What the exercise asks => Exactly reproduce the lines from the one holding "Would you kindly pick out the boy's bare" through the final line of the listing below, with both ends included and nothing else.

[Records]
— BEGIN —

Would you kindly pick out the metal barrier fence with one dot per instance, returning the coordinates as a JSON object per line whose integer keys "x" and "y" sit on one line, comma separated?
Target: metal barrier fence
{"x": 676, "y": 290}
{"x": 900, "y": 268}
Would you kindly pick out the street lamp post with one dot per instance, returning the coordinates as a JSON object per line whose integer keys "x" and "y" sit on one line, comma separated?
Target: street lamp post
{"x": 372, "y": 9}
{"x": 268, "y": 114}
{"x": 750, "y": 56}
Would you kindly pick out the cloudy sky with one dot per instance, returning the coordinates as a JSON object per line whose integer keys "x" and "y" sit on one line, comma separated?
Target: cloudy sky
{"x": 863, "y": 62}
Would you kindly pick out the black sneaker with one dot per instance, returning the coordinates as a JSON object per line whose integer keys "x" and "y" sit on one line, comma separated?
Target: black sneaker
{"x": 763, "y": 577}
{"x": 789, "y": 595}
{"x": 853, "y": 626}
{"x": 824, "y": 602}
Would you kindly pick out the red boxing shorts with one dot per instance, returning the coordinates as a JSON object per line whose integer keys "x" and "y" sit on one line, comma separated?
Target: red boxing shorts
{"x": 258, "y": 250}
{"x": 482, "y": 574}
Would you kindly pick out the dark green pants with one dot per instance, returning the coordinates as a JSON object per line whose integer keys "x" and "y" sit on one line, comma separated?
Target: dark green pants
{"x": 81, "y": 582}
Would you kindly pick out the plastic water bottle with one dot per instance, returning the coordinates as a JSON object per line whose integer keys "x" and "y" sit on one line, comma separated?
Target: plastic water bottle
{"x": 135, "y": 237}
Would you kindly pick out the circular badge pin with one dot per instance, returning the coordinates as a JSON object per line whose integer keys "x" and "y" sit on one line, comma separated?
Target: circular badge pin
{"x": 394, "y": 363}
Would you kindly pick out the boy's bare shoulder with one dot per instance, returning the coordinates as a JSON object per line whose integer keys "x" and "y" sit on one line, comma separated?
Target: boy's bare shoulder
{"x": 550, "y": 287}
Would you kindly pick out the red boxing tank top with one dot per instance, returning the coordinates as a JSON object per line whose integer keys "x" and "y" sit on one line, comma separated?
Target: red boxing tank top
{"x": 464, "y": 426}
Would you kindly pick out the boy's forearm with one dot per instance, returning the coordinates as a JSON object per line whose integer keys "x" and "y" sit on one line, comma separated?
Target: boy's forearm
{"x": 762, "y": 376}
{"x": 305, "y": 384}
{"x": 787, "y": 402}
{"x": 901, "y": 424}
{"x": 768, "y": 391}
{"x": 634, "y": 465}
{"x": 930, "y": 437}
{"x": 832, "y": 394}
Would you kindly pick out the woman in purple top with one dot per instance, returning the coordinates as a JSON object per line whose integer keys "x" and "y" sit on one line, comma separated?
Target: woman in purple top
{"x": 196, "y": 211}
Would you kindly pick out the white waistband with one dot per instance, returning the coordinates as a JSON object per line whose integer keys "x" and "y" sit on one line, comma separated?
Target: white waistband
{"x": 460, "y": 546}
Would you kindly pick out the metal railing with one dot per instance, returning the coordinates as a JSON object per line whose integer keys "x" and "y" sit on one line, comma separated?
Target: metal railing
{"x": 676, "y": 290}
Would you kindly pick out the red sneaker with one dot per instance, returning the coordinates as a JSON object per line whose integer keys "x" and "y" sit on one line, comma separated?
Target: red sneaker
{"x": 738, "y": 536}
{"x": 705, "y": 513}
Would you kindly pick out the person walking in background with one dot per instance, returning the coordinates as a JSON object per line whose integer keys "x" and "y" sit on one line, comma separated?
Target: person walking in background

— END —

Full output =>
Would you kindly pick out the boy's bare shoulder with one dot per instance, returning the coordinates as a JSON object per line whose integer keys "x" and "y" sit on one line, comma separated?
Target: boy's bare shoulder
{"x": 550, "y": 287}
Would you kindly pick out the red boxing tank top with one dot per instance, returning the coordinates as a JSON object per line whose integer keys "x" and "y" sit on one line, comma separated?
Target: red boxing tank top
{"x": 464, "y": 426}
Would you kindly pick out the boy's forearm with one dot per instance, returning the coordinates as a JSON object per line whose integer keys "x" and "y" sit on one line, comma separated?
Target: boy's forearm
{"x": 762, "y": 376}
{"x": 305, "y": 384}
{"x": 787, "y": 402}
{"x": 901, "y": 424}
{"x": 768, "y": 391}
{"x": 634, "y": 465}
{"x": 930, "y": 437}
{"x": 832, "y": 394}
Would you kindly pick out the woman in purple top with one dot per instance, returning the coordinates as a JSON object per line whose integer keys "x" and "y" sit on one line, comma separated?
Target: woman in purple top
{"x": 196, "y": 211}
Would you kindly pick out the white waistband with one dot per instance, returning the coordinates as a JSON object per line whose integer keys "x" and "y" sit on one line, comma separated?
Target: white waistband
{"x": 460, "y": 546}
Would you kindly pick out the metal railing with one dot per instance, returning the coordinates as a JSON object per line whose integer keys "x" and "y" sit on one line, comma separated?
Target: metal railing
{"x": 676, "y": 290}
Would you kindly pick out the red sneaker with one dot per instance, returning the coordinates as a JSON object per line whose integer keys "x" and "y" sit on one line, comma separated?
Target: red sneaker
{"x": 738, "y": 536}
{"x": 705, "y": 513}
Would you kindly pick out the person walking in background with one dot per instance, returning the coordinates as a JSON object per line whose integer keys "x" and "y" sit on one line, comma separated?
Target: person walking in background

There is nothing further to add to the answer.